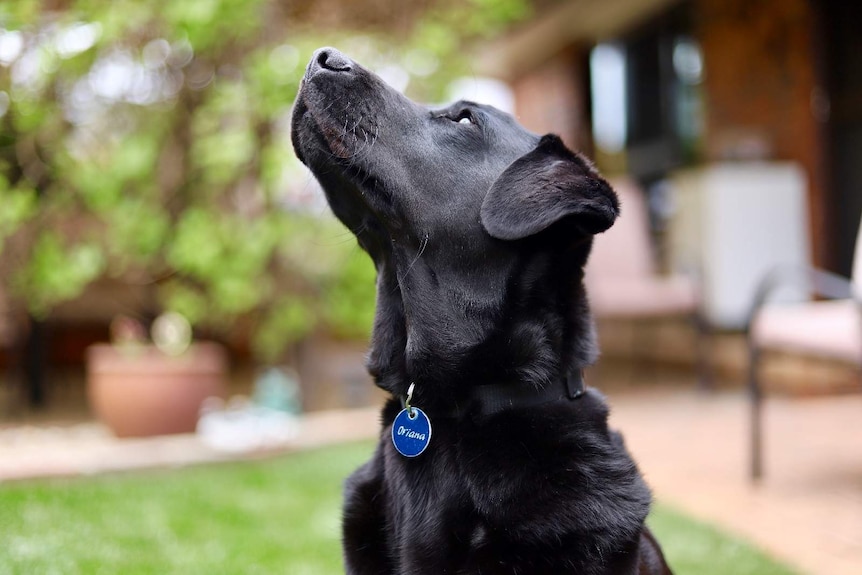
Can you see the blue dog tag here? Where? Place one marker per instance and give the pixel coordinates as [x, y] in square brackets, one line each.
[411, 435]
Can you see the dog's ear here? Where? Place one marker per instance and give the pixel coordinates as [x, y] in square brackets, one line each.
[544, 186]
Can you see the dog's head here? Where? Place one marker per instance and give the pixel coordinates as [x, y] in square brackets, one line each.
[478, 228]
━━━━━━━━
INSTRUCTIONS TO FOLLOW »
Convert every line of the records above into a JSON list of strings, one string per line, skipping blank lines. Leave the pictures out.

SOLUTION »
[
  "Can you see the blue dog tag here? Where? Place one marker per instance and give the pixel coordinates as [x, y] in square brackets, one line each.",
  "[411, 435]",
  "Can you see the dog's ear here? Where? Place one marker per instance and give the pixel coordinates as [x, y] in square brackets, one line each.",
  "[544, 186]",
  "Can you see the dog's head here? Where? Place one marker per instance and give the pixel coordinates as [x, y] in square brackets, one line each.",
  "[478, 228]"
]